Given problem
From the items below, keep only the lines that contain the word "black", copying each one in full. Case matters.

== Listing

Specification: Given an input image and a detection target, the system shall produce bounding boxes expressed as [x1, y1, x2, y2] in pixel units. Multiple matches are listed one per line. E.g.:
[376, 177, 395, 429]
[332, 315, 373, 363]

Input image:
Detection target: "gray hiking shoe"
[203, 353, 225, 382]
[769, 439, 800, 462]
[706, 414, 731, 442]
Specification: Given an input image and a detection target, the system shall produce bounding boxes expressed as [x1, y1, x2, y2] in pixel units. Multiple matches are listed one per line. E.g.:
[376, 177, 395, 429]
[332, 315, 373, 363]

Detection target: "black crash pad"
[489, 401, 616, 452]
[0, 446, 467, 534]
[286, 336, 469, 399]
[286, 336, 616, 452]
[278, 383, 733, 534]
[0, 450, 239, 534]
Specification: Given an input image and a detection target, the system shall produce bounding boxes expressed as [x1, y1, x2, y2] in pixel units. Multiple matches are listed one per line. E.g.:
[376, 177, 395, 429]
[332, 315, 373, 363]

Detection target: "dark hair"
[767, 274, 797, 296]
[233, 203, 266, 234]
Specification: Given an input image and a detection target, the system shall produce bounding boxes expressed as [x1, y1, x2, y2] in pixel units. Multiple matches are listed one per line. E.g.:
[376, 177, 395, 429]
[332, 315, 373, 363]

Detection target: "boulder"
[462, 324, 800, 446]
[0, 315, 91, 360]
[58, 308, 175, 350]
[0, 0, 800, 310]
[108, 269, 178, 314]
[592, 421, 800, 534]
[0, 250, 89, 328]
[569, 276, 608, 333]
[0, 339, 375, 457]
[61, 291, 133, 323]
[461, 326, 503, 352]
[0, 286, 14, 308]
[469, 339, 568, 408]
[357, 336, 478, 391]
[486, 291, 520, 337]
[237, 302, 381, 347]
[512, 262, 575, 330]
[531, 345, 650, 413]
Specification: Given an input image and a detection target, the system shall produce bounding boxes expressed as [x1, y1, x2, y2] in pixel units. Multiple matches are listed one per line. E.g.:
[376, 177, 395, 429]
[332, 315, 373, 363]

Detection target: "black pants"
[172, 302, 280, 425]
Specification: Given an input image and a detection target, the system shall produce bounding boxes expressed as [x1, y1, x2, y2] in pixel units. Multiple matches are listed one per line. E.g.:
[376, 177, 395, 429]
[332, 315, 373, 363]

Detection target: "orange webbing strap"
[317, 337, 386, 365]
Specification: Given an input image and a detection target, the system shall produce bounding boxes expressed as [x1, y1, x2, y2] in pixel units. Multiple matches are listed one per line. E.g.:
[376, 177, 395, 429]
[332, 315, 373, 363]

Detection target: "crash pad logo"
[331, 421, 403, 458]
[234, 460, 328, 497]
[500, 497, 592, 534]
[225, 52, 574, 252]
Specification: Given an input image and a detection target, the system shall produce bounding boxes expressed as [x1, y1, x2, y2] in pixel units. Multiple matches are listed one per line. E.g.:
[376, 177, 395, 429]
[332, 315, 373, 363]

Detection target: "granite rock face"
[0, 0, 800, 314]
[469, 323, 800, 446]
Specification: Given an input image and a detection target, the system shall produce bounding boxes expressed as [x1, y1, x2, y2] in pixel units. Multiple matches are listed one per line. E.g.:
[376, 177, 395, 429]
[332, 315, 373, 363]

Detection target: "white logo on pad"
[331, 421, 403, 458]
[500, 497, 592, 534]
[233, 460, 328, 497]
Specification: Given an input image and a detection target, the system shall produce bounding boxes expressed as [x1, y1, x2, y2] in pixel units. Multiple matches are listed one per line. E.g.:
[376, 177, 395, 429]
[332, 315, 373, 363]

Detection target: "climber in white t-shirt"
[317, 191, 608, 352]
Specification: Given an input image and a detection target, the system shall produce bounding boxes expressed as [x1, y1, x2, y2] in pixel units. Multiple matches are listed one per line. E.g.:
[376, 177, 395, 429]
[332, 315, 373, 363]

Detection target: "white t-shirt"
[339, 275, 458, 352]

====
== Listing

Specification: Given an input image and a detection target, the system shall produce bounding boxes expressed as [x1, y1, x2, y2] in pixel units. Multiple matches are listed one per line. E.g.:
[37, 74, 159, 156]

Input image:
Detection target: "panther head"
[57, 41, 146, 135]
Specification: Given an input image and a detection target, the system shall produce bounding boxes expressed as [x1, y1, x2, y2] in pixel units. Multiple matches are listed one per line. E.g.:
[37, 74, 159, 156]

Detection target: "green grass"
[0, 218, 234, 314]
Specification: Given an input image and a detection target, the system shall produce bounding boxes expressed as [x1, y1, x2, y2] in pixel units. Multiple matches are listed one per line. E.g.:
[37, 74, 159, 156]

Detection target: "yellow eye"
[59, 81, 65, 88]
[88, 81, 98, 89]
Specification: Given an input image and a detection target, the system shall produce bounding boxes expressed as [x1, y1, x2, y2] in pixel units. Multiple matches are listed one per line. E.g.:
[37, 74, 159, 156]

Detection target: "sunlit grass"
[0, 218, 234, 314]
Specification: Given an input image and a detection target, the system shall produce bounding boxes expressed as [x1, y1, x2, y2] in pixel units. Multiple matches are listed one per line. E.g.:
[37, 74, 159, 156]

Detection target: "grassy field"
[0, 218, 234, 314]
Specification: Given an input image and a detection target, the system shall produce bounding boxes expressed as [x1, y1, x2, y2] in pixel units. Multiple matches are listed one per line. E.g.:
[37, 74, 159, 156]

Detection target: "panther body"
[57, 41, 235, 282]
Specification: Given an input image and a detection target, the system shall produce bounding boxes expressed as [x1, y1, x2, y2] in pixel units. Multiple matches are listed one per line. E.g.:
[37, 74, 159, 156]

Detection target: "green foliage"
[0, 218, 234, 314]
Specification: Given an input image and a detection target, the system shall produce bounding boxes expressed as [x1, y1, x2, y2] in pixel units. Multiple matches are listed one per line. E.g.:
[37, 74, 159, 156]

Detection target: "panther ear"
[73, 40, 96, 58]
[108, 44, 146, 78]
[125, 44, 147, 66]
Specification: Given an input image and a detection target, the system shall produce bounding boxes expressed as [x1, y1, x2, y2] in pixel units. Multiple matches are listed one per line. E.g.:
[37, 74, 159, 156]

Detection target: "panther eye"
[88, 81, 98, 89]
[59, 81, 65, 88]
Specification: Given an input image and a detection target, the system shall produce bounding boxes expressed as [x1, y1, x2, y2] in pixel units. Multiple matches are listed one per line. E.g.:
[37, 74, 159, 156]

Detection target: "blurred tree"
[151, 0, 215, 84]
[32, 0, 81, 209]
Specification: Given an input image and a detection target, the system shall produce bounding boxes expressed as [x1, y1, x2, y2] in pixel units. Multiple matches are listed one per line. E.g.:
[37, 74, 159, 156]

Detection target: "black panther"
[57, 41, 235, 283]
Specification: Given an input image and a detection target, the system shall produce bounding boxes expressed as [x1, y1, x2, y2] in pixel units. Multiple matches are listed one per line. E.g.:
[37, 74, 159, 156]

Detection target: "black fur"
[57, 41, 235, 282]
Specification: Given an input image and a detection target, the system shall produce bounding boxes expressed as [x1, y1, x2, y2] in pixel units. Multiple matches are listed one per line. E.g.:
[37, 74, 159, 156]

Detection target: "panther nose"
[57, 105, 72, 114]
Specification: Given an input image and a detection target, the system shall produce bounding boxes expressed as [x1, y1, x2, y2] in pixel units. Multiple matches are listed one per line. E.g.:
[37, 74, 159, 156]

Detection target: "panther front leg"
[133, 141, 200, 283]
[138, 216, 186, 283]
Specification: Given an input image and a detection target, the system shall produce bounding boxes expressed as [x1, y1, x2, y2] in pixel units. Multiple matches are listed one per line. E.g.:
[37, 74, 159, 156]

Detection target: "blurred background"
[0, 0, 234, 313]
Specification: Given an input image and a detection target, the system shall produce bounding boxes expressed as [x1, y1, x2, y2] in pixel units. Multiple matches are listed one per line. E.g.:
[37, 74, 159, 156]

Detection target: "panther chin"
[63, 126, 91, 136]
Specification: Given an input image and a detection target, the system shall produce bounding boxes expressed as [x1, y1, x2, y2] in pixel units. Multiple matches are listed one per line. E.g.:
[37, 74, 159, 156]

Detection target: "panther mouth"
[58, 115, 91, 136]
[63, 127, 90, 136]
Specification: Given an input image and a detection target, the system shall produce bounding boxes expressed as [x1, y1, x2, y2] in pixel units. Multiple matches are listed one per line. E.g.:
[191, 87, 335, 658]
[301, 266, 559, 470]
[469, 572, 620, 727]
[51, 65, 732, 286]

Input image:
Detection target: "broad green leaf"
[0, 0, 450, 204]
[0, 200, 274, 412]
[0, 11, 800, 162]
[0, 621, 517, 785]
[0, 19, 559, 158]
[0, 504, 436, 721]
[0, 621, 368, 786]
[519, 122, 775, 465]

====
== Listing

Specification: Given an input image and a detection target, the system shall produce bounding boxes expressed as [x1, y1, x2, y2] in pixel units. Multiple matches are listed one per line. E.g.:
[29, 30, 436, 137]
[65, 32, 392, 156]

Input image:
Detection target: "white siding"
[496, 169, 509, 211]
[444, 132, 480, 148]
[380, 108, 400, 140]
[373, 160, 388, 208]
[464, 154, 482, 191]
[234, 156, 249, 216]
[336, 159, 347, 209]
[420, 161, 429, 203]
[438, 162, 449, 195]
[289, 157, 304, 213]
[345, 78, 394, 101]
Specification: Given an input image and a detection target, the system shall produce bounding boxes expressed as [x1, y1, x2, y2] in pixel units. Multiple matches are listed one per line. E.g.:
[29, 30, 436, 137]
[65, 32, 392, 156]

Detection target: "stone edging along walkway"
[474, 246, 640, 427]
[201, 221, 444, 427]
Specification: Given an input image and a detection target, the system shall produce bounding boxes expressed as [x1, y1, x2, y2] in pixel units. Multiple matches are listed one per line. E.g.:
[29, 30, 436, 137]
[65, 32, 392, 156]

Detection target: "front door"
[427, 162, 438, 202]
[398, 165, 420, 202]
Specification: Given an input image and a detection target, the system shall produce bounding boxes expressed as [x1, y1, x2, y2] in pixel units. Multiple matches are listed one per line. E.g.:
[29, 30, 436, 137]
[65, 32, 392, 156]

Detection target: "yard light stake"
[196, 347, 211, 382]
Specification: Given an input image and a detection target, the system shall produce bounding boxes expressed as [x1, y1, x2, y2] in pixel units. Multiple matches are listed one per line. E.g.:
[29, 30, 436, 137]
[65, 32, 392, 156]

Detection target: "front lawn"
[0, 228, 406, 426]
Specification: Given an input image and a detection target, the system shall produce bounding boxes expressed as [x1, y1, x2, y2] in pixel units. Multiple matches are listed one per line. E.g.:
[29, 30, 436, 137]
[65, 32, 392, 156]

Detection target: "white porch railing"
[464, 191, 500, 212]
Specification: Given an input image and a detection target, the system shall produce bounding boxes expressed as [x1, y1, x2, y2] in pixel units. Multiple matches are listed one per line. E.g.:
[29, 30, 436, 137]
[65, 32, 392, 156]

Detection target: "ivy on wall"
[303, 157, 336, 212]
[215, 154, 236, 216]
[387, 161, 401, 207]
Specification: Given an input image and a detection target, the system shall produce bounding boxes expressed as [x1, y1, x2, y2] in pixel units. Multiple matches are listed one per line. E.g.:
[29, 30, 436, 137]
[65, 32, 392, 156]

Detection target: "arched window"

====

Exercise answer
Detection target: "black crash pad"
Detection target: "black pants"
Detection target: "black panther"
Detection target: "black fur"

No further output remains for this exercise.